### YOUR ASSIGNMENT
All records that follow are to be copied exactly, with images omitted.

BEGIN GIVEN DATA

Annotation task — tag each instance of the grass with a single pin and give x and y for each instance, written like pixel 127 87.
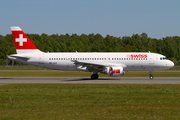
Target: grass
pixel 49 101
pixel 31 71
pixel 55 73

END GIVEN DATA

### TASK OUTPUT
Annotation task — tag each instance of the grass with a single pin and give x and y for each instance, written like pixel 127 87.
Target: grass
pixel 49 101
pixel 31 71
pixel 55 73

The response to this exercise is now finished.